*TEXT SEGMENT*:
------------------------------
Our drawer contains nothing particularly out of the ordinary for a professional homosexual on the go.  It has a dildo, vibrator, and a butt plug, to mention but a few.  My father-in-law, a few years ago, accidentally opened this drawer thus destroying any illusions he may have had of his son and I being celibate and not engaging in anal sex.  He emerged from the ordeal pale as a ghost and dramatically quiet for the rest of that day.  He’s probably still traumatized and digesting what he had seen.  I believe that mental pictures that were inadvertently burned into his mind still haunts him today.

Using foreign objects that you can buy from any sex shop or online to enhance your sexual experience is one thing, but what if you don’t have the time or money.  Well, like any resourceful homosexual will tell you, there are a plethora of everyday household objects that you can safely use.  Let’s turn our attention to your kitchen.  Fruit and vegetables like bananas, cucumbers and carrots are perfectly safe.  You won't get any nutritional value from them but you will have fun and in some cases vegetables can be orgasmic. Just don't use them in a salad later.  That would just be gross.  Butternuts on the other hand are not safe nor are any frozen items, fish or cutlery.  The broom closet is pretty self explanatory as most closeted right wing evangelist pastors will tell who have lost their anal virginity there.
------------------------------
*DATASET RECORDS*:
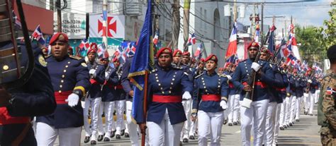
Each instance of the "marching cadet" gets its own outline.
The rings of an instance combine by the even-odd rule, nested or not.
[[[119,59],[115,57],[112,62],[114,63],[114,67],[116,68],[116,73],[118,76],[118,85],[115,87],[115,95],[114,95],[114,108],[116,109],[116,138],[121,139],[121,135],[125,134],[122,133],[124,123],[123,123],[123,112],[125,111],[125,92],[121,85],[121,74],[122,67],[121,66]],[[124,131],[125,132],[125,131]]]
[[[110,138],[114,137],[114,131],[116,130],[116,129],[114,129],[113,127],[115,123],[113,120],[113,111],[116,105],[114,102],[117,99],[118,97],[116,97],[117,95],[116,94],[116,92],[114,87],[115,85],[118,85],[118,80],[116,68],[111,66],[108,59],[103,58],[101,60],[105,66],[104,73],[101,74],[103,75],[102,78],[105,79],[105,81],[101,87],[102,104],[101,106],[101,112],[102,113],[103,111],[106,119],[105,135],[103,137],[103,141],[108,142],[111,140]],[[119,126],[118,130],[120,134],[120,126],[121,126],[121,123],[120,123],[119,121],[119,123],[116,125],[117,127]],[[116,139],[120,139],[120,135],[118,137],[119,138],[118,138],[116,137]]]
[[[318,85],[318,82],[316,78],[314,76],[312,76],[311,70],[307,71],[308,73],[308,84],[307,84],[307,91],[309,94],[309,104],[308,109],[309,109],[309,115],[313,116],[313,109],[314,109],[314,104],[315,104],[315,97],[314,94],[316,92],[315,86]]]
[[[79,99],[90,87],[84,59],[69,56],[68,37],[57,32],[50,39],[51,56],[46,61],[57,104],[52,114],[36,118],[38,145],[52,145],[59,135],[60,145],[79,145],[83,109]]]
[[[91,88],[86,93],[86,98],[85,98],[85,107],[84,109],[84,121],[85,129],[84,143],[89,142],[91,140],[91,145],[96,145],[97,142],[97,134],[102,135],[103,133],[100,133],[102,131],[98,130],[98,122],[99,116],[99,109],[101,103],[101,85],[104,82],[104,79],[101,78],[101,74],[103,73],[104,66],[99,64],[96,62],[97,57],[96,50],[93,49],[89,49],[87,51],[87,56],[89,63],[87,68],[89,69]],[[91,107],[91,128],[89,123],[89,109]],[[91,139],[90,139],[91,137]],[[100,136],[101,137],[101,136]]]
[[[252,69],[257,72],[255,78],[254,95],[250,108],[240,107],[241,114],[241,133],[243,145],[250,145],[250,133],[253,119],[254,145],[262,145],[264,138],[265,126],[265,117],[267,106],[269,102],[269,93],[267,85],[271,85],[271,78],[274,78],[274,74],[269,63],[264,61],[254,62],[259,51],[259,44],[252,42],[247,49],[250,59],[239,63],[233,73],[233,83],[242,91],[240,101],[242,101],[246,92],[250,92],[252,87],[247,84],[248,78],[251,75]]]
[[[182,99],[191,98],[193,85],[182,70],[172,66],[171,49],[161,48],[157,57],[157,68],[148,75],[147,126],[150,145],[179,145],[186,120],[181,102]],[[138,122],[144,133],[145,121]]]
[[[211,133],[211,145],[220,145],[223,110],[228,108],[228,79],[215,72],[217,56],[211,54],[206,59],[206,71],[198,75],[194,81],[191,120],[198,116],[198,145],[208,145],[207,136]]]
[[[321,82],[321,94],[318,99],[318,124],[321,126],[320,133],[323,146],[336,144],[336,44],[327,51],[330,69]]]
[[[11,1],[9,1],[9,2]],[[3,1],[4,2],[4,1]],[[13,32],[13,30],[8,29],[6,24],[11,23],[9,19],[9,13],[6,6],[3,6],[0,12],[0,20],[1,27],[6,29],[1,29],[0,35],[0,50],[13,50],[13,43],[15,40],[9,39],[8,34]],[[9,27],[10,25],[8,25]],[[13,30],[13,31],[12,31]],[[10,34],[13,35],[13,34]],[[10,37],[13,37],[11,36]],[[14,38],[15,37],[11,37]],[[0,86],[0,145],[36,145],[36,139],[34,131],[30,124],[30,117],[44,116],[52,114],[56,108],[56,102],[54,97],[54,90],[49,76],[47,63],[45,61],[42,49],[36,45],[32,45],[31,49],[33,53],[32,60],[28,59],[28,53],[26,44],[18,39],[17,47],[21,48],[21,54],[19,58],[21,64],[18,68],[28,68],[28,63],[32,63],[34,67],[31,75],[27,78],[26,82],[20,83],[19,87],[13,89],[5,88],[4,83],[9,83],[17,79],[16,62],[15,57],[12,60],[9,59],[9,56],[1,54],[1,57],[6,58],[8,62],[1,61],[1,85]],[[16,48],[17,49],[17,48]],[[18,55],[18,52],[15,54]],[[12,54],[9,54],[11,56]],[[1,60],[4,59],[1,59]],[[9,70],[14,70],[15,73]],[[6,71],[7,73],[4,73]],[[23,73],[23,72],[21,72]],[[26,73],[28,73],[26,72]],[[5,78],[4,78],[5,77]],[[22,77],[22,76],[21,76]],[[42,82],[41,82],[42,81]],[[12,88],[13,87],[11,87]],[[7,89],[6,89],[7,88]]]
------------------------------
*EXERCISE TASKS*:
**1)** Answer these questions using the passage about the toy drawer.
(a) Which three items does the text name as being in the drawer?
(b) How did the father-in-law look and act after opening the drawer?
(c) Which fruits and vegetables does the text call perfectly safe?
**2)** Reproduce everything in the passage about the toy drawer from "Using foreign objects" down to "anal virginity there.".
**3)** Summarize the passage about the toy drawer in two sentences.
The rows on this page come from a different source than the text.

*EXPECTED RESULTS*:
**1)**
(a) A dildo, a vibrator and a butt plug.
(b) He was pale as a ghost and dramatically quiet for the rest of that day.
(c) Bananas, cucumbers and carrots.

**2)**
Using foreign objects that you can buy from any sex shop or online to enhance your sexual experience is one thing, but what if you don’t have the time or money.  Well, like any resourceful homosexual will tell you, there are a plethora of everyday household objects that you can safely use.  Let’s turn our attention to your kitchen.  Fruit and vegetables like bananas, cucumbers and carrots are perfectly safe.  You won't get any nutritional value from them but you will have fun and in some cases vegetables can be orgasmic. Just don't use them in a salad later.  That would just be gross.  Butternuts on the other hand are not safe nor are any frozen items, fish or cutlery.  The broom closet is pretty self explanatory as most closeted right wing evangelist pastors will tell who have lost their anal virginity there.

**3)** The writer describes a drawer of sex toys that the writer's father-in-law once opened by accident, after which he was pale and quiet for the rest of that day. The writer then names kitchen items such as bananas, cucumbers and carrots as safe to use and warns against butternuts, frozen items, fish and cutlery.